- _Job_: Starting with the line containing "mark: the paving" and going on through the last line of the entries below, rewrite those lines as a JSON list of strings, one string per line, leaving out blank lines.

- _Available records_:
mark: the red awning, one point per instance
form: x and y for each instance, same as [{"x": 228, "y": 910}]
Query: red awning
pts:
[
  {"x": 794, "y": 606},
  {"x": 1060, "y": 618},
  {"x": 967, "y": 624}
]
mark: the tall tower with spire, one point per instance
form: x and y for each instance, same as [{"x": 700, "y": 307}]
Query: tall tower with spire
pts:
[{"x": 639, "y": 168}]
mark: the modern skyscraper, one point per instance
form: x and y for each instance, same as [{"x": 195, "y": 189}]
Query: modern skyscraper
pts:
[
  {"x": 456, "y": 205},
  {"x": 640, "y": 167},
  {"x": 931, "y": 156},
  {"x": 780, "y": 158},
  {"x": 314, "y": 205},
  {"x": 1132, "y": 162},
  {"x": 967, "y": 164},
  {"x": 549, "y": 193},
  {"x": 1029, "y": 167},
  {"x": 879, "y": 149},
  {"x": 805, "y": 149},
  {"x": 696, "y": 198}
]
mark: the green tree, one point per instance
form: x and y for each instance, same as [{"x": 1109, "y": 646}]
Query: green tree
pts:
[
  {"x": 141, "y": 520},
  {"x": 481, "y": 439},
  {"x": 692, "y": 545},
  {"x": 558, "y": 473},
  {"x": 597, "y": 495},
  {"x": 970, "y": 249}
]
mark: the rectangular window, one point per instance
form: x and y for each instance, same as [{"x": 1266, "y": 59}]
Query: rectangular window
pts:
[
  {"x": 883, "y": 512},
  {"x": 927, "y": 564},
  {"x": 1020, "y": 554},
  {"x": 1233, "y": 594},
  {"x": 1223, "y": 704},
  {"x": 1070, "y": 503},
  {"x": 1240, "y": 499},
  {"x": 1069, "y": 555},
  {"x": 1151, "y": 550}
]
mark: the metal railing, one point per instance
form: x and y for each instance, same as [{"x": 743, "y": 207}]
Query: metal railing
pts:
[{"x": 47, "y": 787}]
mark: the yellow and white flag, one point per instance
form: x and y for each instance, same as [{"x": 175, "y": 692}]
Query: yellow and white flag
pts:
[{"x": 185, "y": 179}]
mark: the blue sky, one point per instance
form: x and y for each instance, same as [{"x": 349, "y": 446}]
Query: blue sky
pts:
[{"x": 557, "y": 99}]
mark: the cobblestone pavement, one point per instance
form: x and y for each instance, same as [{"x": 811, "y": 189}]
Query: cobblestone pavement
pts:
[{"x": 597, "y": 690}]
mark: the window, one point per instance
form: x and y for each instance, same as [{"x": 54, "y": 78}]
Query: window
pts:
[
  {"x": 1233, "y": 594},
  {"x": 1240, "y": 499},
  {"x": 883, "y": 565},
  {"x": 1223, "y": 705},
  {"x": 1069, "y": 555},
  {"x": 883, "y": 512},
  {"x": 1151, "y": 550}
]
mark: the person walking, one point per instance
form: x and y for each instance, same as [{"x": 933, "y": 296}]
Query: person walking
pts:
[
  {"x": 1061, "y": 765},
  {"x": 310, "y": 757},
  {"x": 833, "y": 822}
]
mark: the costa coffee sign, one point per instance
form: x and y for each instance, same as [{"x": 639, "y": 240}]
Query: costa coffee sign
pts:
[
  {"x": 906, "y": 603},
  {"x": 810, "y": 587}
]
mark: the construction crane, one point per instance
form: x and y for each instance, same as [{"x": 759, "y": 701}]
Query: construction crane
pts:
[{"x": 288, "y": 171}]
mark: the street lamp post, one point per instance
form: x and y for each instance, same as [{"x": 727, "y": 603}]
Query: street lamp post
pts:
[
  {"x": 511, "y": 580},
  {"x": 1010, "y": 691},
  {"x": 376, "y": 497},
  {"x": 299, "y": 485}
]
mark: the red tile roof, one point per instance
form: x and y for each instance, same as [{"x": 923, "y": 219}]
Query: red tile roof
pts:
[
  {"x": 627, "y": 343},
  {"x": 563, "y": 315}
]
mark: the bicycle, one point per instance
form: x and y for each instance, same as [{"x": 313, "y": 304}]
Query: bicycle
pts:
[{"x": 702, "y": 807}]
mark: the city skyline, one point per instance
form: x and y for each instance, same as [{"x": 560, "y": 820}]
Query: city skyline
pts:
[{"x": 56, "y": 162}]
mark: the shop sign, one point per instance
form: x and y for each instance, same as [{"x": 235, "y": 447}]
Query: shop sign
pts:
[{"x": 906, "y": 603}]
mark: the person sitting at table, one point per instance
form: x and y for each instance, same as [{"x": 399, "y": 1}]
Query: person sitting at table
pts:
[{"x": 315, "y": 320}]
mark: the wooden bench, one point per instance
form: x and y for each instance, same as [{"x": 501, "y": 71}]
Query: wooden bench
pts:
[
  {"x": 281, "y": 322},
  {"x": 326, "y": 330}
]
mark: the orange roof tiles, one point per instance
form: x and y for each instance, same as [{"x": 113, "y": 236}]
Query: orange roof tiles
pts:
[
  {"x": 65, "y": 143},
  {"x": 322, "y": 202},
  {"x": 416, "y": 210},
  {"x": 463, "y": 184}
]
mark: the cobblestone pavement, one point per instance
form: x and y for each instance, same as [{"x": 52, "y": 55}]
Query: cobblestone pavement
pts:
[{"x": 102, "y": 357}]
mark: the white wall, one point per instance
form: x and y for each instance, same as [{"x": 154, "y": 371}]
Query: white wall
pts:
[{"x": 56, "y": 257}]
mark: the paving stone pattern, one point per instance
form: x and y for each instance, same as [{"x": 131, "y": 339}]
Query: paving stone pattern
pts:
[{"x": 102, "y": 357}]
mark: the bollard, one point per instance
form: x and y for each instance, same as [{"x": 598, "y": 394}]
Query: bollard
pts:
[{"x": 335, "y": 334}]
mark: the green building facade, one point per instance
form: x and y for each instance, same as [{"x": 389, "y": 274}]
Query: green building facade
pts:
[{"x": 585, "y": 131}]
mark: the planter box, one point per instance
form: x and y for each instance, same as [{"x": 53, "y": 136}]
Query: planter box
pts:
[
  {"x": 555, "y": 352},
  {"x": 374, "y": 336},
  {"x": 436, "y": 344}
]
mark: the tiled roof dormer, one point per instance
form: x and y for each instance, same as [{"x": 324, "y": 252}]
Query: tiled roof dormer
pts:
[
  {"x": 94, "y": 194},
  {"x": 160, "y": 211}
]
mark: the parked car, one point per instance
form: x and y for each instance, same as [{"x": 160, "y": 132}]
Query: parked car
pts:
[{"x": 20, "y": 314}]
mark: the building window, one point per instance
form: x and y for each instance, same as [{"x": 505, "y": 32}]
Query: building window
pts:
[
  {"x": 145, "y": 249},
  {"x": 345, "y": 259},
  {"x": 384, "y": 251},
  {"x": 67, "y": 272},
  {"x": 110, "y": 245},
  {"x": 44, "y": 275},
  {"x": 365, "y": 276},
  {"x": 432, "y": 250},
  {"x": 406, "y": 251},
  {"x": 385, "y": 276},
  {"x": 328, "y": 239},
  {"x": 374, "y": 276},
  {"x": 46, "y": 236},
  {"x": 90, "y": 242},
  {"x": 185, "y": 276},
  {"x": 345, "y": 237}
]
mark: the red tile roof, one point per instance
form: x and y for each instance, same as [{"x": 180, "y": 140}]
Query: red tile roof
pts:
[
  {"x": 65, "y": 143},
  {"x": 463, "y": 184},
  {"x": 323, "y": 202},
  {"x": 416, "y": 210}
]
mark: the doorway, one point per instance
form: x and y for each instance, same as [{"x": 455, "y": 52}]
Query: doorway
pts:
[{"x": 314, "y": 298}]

- _Result for this exercise_:
[
  "mark: the paving stone pattern, one point per instance",
  "form: x and y for each instance, same as [{\"x\": 131, \"y\": 339}]",
  "Query: paving stone pattern",
  "pts:",
  "[{\"x\": 102, \"y\": 357}]",
  "mark: the bollard, one point per instance",
  "form: x and y for each instance, same as [{\"x\": 598, \"y\": 394}]",
  "Query: bollard",
  "pts:",
  "[{\"x\": 335, \"y\": 334}]",
  "mark: the green building facade, one point per instance",
  "form: x and y for each instance, same as [{\"x\": 389, \"y\": 274}]",
  "Query: green building facade",
  "pts:",
  "[{\"x\": 585, \"y\": 131}]",
  "mark: the planter box, one point per instance",
  "form: x and y for each instance, same as [{\"x\": 53, \"y\": 136}]",
  "Query: planter box",
  "pts:",
  "[",
  "  {\"x\": 555, \"y\": 352},",
  "  {\"x\": 374, \"y\": 336},",
  "  {\"x\": 436, \"y\": 344}",
  "]",
  "mark: the tiled roof dormer, one point per instance",
  "form: x and y for each instance, same as [{\"x\": 324, \"y\": 252}]",
  "Query: tiled roof dormer",
  "pts:",
  "[",
  "  {\"x\": 94, \"y\": 194},",
  "  {\"x\": 160, \"y\": 211}",
  "]",
  "mark: the parked car, one point per instance",
  "form: x and y for each instance, same as [{\"x\": 160, \"y\": 132}]",
  "Query: parked car",
  "pts:",
  "[{\"x\": 20, \"y\": 314}]",
  "mark: the building window, one point per instance",
  "form: x and y for each instance, same as [{\"x\": 505, \"y\": 32}]",
  "Query: building window",
  "pts:",
  "[",
  "  {\"x\": 145, \"y\": 249},",
  "  {\"x\": 345, \"y\": 259},",
  "  {\"x\": 384, \"y\": 251},",
  "  {\"x\": 67, \"y\": 272},",
  "  {\"x\": 110, \"y\": 245},",
  "  {\"x\": 44, \"y\": 275},",
  "  {\"x\": 365, \"y\": 276},",
  "  {\"x\": 432, \"y\": 250},",
  "  {\"x\": 406, \"y\": 251},",
  "  {\"x\": 385, \"y\": 276},",
  "  {\"x\": 328, \"y\": 239},",
  "  {\"x\": 374, \"y\": 276},",
  "  {\"x\": 46, \"y\": 236},",
  "  {\"x\": 90, \"y\": 242},",
  "  {\"x\": 185, \"y\": 276},",
  "  {\"x\": 345, \"y\": 237}",
  "]",
  "mark: the red tile roof, one point per instance",
  "form: x and y for each instance, same as [{\"x\": 180, \"y\": 140}]",
  "Query: red tile roof",
  "pts:",
  "[",
  "  {\"x\": 65, \"y\": 143},",
  "  {\"x\": 463, \"y\": 184},",
  "  {\"x\": 323, \"y\": 202},",
  "  {\"x\": 416, \"y\": 210}",
  "]",
  "mark: the doorway, one point per instance",
  "form: x and y for each instance, same as [{\"x\": 455, \"y\": 52}]",
  "Query: doorway",
  "pts:",
  "[{\"x\": 314, \"y\": 298}]"
]